**Document segment**:
========

1

I am new to Hive regex matching and struggling to find the right pattern for matching word boundaries:

haystack RLIKE concat('(?i)\b', 'needle', '\b')

doesn't return anything.

Sample values which I have in DB:

haystack
---------
needless to say
this is a needle
so many (needle)
these are needles

When I use haystack RLIKE concat('(?i)', 'needle'), it returns me all the rows but I am actually looking for this is a needle.

leftjoin
  • 36,950
  • 8
  • 57
  • 116
deGee
  • 781
  • 1
  • 16
  • 34
  • are you looking for a logic like - i should come first and then needle? Then you can use below logic - `where instr(col,'i') >0 AND instr(col,'needle') >0 AND instr(col,'i') < instr(col,'needle') ` – Koushik Roy Mar 02 '21 at 04:36

1 Answers1

1

In Hive use two backslashes: \\b

Demo:

with mytable as (
select stack(4,
'needless to say',
'this is a needle',
'so many (needle)',
'these are needles'
) as haystack
)

========

**Records shown**:
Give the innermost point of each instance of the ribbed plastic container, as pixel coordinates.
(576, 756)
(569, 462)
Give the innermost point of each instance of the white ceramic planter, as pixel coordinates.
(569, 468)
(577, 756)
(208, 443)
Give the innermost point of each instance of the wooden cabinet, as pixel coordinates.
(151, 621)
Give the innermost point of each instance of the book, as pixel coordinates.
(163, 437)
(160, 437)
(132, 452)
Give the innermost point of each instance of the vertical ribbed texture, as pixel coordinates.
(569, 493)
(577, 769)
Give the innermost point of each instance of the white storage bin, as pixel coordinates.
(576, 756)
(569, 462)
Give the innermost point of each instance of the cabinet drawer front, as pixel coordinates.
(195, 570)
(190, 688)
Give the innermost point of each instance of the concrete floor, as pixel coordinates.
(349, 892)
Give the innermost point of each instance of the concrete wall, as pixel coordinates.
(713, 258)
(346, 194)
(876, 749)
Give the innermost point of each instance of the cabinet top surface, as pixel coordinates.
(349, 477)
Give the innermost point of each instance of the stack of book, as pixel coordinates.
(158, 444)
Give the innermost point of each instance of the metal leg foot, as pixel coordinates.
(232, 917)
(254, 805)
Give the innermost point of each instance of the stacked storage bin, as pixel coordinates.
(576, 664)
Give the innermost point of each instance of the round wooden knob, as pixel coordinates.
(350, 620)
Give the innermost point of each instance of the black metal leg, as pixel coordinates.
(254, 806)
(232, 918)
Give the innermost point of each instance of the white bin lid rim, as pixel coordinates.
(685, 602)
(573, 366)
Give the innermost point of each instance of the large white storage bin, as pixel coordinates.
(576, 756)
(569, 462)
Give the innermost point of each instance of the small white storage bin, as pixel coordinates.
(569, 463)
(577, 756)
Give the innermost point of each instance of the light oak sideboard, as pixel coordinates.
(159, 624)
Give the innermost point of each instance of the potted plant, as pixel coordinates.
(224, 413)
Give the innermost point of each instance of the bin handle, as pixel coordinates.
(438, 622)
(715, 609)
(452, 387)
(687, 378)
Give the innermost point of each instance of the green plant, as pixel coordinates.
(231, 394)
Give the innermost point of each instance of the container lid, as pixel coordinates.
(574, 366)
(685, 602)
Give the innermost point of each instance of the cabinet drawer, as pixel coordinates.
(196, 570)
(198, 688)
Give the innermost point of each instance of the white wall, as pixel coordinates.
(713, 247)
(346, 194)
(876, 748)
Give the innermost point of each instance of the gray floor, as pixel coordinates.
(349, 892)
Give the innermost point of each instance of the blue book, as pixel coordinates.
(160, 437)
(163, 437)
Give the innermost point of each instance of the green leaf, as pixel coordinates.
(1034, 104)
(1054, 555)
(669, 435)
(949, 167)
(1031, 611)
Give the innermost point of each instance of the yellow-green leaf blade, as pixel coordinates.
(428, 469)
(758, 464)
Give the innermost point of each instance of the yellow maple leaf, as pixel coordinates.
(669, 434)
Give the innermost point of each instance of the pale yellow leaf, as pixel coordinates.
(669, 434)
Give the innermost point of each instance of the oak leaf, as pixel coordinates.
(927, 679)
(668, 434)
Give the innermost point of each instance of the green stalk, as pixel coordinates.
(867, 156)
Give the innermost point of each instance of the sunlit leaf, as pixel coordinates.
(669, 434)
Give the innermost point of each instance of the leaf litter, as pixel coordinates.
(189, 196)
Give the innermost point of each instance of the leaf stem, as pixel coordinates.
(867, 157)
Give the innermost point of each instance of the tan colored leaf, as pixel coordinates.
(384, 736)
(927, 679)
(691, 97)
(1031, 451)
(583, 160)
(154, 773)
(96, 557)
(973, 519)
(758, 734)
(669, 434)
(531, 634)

========

**Given request**: In the Hive regex thread, how does the answer say to write a word boundary in Hive?

**The answer**: With two backslashes: \\b.